EXCERPTED TEXT ▸
I love my 'barn' or agistment center. 

Their is one older lady, who's horse is an gem! I have my own tackroom, 2 beautiful red brick stables, and a huge paddock.  for only $50 a month.


----------



## MIEventer (Feb 15, 2009)

The #1 thing that makes me love my barn, is that they put my horses health and well being 1st and foremost. His weight, his mental status, emotional and physical. They are totally ontop of things before the owner even knows or realizies. 

The Barn Workers and the Management and Owner keep a dilligent eye on the horses, and catch anything if it is not "normal". 

There are many reasons why I am in love with the facility I am now at. Been here since March and I am kicking myself for not being there sooner.


----------



## Delfina (Feb 12, 2010)

I love that I am the only boarder (absolutely no drama or anything disappearing) and my trainer treats my horse as her own. If he needs anything she takes care of it and then lets me know.


----------



## Puddintat (Jul 24, 2010)

The best part about my barn is how laid back it is.


----------



## Indigosblue (May 9, 2011)

the best part: It's heated in the winter.


----------



## kmdstar (Nov 17, 2009)

Oh man, I don't know! I love everything about the barn I board at really, never thought I'd say that LOL. It is super close, we do pasture board but have stalls so if we want to put them in we can, but we have to buy bedding/clean stalls...which for me is the best possible set up! I've never seen people do so much for drainage/mud as they do at this barn. They don't bother you or really care what you do, they're super friendly...oh I just LOVE it! And I'm one picky person when it comes to barns (this is the sixth barn we've been to in 3 years) and I could NOT be happier with a barn. Oh and one of the BOs is also our farrier (which is actually how we met him/found out about them boarding) so that's always a plus.


----------



## PaintedHeart (May 24, 2011)

I really love my barn, for many reasons! I love the trainer (who is also the BO) and all of the other people (they're just all around amazing). I love the facilities (either stall board or pasture board, personal tack lockers, cross ties, bathing area, good sized pastures, round pen, indoor arena, etc.). I love that it isn't too large, and depending on the time of week usually isn't too busy. I love the "staff" (they're technically volunteers, but they work to pay board, etc.), and how they take amazing care of my horse and will always stop by to say hi to us when we're there.

All in all there are two main things I don't like about my barn, but they're so minor I don't really think about it: One, it's a bit of a drive, which means I can't get out there as often as I would like. Two, it's a fairly small facility which means that there isn't really anywhere to ride out. If we want to ride out, we pretty much have to go somewhere else. But we get so many opportunities to do it, no one really cares much.


----------



## horseloverd2 (Jan 23, 2009)

PROBLEM TO SOLVE ▸ In the barn thread, what best part of the barn does Indigosblue name?

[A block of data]

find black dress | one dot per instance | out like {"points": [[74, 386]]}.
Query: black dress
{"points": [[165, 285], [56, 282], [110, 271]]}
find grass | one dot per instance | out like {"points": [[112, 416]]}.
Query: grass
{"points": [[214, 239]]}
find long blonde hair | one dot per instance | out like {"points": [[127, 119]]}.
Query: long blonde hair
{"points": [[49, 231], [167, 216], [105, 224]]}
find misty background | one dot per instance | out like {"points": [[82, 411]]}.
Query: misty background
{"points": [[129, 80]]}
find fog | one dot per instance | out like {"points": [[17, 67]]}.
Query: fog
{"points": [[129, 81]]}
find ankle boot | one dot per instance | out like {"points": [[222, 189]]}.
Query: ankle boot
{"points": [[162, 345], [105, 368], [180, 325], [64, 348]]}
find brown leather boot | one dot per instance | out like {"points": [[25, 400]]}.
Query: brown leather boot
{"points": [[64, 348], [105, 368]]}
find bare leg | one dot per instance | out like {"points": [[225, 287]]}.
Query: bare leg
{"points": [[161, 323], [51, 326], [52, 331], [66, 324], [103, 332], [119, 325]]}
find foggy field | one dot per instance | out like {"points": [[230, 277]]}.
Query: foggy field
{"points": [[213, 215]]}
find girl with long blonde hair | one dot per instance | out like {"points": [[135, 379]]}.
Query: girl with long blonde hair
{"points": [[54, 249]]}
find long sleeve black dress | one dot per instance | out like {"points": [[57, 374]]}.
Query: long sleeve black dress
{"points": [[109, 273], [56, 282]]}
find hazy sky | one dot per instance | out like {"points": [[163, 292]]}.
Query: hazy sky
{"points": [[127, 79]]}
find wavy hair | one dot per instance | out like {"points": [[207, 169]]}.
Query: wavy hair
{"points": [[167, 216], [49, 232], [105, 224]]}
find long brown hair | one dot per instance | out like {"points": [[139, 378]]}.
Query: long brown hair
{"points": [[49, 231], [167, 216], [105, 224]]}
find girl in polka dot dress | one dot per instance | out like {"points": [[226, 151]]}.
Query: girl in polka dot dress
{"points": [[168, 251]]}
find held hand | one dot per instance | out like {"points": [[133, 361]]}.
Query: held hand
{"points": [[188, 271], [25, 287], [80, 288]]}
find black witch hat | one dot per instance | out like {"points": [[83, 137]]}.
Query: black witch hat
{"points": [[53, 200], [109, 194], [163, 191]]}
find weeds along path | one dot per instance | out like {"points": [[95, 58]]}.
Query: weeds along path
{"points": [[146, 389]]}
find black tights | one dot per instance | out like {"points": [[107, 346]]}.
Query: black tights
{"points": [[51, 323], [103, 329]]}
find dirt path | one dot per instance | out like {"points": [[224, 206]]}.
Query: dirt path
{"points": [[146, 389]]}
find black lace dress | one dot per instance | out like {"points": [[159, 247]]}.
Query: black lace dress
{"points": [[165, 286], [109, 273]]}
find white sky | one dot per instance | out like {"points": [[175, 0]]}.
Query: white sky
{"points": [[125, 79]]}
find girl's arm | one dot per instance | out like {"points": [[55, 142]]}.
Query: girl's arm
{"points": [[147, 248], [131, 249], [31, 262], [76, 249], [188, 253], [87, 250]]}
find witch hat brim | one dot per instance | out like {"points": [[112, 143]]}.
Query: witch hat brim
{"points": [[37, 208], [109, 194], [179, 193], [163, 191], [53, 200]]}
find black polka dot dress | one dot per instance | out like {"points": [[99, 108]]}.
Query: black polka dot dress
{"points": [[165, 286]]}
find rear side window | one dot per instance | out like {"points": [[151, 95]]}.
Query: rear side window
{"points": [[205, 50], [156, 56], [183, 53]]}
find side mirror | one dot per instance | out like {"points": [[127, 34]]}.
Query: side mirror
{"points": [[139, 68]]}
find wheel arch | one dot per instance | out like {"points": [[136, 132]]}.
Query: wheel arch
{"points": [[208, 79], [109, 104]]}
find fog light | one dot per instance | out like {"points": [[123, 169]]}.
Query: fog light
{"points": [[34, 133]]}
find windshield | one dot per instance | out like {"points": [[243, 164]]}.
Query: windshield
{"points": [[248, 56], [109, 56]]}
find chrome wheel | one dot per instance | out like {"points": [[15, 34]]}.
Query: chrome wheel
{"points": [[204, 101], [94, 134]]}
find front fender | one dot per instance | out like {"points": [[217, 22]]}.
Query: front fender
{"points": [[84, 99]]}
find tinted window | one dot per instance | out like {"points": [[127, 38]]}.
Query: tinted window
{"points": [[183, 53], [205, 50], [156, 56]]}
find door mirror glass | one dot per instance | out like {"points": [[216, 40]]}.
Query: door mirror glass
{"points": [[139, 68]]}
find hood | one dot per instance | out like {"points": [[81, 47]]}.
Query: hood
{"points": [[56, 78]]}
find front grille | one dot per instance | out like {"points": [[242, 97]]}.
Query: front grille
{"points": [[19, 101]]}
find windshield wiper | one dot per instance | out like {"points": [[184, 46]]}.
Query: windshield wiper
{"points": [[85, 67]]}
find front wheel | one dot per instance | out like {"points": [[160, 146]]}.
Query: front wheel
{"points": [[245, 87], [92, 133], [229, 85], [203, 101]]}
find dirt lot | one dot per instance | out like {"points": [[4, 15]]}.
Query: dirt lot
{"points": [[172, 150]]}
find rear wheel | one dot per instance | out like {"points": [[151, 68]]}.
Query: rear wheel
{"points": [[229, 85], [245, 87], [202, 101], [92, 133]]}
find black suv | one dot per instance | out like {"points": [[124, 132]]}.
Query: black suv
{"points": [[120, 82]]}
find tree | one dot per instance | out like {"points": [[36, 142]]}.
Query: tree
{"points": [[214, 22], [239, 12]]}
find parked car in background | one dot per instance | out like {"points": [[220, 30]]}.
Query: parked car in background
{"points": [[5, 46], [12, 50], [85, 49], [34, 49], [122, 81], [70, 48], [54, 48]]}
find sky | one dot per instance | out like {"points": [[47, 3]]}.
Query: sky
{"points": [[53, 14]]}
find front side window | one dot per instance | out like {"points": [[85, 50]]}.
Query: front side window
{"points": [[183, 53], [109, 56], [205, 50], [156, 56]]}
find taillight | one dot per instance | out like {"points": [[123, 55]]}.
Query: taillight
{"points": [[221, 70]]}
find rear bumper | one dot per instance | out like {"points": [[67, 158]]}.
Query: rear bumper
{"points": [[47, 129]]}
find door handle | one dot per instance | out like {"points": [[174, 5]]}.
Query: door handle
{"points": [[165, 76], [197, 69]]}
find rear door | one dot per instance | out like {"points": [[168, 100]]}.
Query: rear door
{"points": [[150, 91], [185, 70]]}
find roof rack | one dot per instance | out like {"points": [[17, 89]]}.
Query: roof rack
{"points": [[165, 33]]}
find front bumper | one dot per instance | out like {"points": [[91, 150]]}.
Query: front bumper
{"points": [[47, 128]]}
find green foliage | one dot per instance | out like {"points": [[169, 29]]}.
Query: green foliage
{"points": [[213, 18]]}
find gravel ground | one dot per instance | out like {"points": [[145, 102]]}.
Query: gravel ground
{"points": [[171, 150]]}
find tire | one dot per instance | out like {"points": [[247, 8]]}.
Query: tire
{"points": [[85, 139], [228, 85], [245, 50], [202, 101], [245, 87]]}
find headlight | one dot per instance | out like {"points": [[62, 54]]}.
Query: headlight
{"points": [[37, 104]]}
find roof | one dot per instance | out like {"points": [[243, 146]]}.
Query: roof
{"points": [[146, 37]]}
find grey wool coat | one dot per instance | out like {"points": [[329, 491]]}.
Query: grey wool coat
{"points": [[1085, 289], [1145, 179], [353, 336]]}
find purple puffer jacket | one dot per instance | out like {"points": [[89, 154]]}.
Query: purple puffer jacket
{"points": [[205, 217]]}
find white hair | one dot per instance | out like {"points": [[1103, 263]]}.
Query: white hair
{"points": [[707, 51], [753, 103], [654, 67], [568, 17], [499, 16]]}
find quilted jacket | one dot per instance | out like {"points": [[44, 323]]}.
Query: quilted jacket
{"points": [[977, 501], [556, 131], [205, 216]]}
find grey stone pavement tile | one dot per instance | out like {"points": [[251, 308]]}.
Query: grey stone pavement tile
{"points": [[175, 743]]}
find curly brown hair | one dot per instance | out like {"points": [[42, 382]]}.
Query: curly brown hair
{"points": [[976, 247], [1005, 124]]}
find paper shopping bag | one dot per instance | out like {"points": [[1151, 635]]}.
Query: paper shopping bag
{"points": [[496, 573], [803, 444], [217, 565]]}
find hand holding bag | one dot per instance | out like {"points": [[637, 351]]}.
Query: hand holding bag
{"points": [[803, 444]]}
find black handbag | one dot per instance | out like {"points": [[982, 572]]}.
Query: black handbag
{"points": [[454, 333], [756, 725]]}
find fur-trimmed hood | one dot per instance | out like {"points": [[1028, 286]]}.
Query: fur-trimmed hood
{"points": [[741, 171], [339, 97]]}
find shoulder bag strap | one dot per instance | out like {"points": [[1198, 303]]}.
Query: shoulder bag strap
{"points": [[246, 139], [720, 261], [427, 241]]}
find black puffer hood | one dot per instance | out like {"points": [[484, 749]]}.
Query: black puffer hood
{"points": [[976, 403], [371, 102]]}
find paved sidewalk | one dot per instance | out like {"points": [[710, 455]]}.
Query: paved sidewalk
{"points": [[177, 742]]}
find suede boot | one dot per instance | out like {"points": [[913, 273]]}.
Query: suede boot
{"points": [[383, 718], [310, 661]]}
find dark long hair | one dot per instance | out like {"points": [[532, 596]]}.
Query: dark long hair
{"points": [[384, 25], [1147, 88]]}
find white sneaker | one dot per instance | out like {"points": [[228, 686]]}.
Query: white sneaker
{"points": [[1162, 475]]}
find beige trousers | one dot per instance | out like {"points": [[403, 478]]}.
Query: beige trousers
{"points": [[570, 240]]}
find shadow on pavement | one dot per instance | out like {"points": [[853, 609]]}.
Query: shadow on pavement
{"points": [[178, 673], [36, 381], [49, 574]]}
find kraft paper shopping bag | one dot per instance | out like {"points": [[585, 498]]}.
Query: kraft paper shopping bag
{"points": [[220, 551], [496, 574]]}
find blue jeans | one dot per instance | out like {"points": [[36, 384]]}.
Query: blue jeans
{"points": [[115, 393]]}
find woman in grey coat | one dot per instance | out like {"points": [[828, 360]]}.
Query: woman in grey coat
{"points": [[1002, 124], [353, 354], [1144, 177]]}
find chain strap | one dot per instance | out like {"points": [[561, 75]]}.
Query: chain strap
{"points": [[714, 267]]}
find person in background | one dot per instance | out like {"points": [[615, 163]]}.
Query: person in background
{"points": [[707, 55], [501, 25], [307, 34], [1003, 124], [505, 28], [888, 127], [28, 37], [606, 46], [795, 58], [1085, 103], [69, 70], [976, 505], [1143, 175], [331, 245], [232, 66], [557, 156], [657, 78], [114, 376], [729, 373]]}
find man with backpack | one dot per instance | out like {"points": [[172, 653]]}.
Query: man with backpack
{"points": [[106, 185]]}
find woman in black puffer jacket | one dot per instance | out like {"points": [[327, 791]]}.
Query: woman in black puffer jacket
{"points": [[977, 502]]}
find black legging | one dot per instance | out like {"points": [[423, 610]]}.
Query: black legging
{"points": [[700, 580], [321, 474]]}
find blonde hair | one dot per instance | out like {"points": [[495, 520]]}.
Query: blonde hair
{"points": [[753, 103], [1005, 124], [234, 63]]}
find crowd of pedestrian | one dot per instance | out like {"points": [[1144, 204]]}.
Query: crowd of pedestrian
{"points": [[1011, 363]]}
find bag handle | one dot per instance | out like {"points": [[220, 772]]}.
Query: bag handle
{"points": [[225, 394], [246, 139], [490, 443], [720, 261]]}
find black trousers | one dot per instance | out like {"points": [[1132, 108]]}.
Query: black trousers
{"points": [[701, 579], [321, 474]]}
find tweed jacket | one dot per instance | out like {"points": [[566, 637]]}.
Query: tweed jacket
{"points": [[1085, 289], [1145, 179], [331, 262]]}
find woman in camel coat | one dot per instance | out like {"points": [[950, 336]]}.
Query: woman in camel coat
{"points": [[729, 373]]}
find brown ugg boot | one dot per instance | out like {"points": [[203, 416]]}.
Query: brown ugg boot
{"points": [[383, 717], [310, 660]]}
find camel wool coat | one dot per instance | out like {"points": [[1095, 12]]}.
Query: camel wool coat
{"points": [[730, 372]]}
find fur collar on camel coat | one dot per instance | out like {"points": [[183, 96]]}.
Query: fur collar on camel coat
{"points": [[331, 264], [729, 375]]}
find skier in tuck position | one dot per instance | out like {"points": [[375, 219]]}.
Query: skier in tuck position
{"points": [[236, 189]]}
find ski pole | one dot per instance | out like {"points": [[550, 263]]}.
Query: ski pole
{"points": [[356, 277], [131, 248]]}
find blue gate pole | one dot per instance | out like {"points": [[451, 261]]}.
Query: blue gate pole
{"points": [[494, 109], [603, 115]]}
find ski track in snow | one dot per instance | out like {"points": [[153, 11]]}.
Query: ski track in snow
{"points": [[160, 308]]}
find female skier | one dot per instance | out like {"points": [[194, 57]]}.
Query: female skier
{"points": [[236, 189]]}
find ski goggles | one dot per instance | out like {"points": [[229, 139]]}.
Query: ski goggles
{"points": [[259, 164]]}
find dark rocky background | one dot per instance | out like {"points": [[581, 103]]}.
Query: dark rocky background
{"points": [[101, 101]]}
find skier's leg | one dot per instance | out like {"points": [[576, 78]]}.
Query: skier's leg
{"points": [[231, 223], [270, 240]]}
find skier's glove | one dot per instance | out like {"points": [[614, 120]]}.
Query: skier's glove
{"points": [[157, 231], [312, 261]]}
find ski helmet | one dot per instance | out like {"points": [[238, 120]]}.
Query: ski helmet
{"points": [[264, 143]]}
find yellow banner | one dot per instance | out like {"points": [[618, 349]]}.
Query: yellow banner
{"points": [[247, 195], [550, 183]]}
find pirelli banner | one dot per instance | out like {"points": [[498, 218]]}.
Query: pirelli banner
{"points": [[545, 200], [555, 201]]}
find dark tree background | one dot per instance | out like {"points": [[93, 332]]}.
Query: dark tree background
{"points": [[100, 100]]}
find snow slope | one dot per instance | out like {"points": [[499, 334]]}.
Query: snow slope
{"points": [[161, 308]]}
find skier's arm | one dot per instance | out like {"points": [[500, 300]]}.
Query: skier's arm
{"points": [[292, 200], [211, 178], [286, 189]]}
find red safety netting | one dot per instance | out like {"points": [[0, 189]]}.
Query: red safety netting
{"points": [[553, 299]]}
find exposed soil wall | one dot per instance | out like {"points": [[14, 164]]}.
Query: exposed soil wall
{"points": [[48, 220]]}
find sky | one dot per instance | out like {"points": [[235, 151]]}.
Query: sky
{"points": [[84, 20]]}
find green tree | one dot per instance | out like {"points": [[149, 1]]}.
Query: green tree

ANSWER TO THIS PROBLEM ▸ It's heated in the winter.